- _Supplied material_
▬▬▬
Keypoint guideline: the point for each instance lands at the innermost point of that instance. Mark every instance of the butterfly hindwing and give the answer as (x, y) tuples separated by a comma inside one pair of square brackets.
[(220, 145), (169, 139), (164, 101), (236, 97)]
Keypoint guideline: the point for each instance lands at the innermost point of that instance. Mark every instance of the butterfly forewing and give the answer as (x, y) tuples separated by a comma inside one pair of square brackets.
▬▬▬
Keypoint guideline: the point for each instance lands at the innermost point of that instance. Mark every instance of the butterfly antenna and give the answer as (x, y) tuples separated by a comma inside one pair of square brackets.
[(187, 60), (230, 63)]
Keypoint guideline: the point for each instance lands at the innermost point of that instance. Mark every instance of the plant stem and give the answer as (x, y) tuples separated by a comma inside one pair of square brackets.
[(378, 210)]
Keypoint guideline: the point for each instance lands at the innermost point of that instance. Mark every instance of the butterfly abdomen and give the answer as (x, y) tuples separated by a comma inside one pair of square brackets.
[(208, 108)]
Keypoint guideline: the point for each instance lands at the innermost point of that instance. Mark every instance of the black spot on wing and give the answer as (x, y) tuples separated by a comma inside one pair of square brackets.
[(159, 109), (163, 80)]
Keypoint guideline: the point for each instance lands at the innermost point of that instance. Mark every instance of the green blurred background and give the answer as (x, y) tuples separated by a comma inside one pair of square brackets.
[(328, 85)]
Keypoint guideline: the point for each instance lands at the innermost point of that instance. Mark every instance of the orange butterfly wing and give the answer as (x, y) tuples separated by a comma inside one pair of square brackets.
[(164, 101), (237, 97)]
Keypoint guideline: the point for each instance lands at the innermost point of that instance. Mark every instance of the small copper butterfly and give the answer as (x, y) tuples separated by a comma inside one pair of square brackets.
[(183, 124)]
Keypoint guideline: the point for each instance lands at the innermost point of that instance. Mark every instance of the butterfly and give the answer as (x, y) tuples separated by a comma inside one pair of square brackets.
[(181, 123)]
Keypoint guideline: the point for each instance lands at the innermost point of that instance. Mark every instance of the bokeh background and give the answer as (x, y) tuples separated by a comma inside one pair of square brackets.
▬▬▬
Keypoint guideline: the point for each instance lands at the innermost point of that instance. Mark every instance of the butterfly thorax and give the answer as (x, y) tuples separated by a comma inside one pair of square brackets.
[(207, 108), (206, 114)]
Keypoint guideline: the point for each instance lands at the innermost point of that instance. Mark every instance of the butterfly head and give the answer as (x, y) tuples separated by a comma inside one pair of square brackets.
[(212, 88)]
▬▬▬
Convert the material from the line containing "the butterfly abdomen" through the line containing "[(208, 108)]" into a two-column CSV with the header row instruction,answer. Give one row for each instruction and its answer, and put each field in double quotes with any line breaks replaced by spaces.

instruction,answer
"Keypoint guideline: the point for each instance lands at the innermost point of that instance. Mark every instance of the butterfly abdomen and give the answer as (x, y) tuples separated by a comma inside one pair of square brackets.","[(208, 108)]"